_ページ_.

──────────────────────────────

うちの息子は、生まれたときは左利きだった。左ぎっちょでもかまわない、そのままにしておこうと思った。しかし、幼稚園の先生が「右利きになおしなさい」といった。「あとで苦労するから、幼いうちに直しなさい」
 しかたなく、字は右手で書くようにした。少し大きくなって、野球をやり始めると、左投右打でやりだした。私は「これじゃプロ野球に入れない」といって、左投左打にさせた。間違っても、プロ野球選手になれるわけはないけれど。
 いまは、息子はゴルフが大好きだ。多分、左で打っていると思う。
 いまのことは知らないが、昔の日本では、左利きを、右利きになおさせることが多かった。アメリカに留学したら、左ききが多いのに、びっくりした。中には、両手がきく人もいて、文を書くときに、はじめは左手で書き、紙の半分から、右手に変える人もいた。便利なものだ。

──────────────────────────────

_取り組む作業_. 左利きについての文章から、「いまは、息子はゴルフが大好きだ。多分、左で打っていると思う。」から「える人もいた。便利なものだ。」までのすべてを、一字も変えずに繰り返してください。 後に続く項目は、この作業には一切関わりません。

_データセットの行_.
──────────────────────────────

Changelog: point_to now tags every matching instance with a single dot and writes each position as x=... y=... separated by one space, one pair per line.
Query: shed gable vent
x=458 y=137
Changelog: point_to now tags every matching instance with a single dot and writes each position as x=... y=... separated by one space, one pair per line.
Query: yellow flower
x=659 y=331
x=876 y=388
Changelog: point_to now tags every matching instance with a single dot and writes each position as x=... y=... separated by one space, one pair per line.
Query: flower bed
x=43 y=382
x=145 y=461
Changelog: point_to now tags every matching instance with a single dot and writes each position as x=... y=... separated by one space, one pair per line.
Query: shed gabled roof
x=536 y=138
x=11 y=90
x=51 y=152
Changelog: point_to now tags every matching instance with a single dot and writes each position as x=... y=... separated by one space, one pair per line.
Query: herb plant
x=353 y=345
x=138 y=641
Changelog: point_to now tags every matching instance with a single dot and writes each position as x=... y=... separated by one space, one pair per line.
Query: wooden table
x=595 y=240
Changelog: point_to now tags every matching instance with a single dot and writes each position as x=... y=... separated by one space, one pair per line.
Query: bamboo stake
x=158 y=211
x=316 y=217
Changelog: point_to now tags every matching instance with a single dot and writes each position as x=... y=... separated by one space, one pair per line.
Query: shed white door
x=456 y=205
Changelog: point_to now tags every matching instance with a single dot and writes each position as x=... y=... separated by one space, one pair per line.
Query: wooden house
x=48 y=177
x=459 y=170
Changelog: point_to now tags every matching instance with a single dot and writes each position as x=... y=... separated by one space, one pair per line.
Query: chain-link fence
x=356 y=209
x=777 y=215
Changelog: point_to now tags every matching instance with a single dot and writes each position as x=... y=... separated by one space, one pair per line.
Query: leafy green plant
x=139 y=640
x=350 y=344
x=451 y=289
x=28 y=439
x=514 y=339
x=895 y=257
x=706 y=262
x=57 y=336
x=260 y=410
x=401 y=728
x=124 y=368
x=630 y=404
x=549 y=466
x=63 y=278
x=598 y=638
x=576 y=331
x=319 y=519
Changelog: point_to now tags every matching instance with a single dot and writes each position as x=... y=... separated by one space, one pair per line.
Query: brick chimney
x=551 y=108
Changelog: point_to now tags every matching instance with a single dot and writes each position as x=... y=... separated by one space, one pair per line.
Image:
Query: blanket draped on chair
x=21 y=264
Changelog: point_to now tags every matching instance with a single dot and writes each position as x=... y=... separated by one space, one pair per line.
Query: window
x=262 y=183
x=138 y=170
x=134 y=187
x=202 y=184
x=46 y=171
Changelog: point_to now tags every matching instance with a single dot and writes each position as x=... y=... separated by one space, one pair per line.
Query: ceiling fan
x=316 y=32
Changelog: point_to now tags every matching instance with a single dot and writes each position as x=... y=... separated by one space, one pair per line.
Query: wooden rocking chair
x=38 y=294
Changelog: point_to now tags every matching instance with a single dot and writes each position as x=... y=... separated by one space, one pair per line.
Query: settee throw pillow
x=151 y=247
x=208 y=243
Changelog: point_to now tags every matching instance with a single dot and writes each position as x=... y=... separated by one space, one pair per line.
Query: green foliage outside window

──────────────────────────────

_作業結果_.
いまは、息子はゴルフが大好きだ。多分、左で打っていると思う。
 いまのことは知らないが、昔の日本では、左利きを、右利きになおさせることが多かった。アメリカに留学したら、左ききが多いのに、びっくりした。中には、両手がきく人もいて、文を書くときに、はじめは左手で書き、紙の半分から、右手に変える人もいた。便利なものだ。